◆ Record excerpts:
══════
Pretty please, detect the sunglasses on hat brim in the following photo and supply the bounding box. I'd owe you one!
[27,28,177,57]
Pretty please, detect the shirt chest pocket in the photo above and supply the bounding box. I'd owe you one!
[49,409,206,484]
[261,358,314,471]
══════
◆ Instructions to follow: Express every line of the listing above as a JSON list of strings, one string per line, leaving out any blank lines.

◆ Solved problem:
[
  "Pretty please, detect the sunglasses on hat brim in the following photo and supply the bounding box. I'd owe you one!",
  "[27,28,177,57]",
  "Pretty please, detect the shirt chest pocket in the photo above and supply the bounding box. I'd owe you one!",
  "[49,409,206,484]",
  "[261,358,314,471]"
]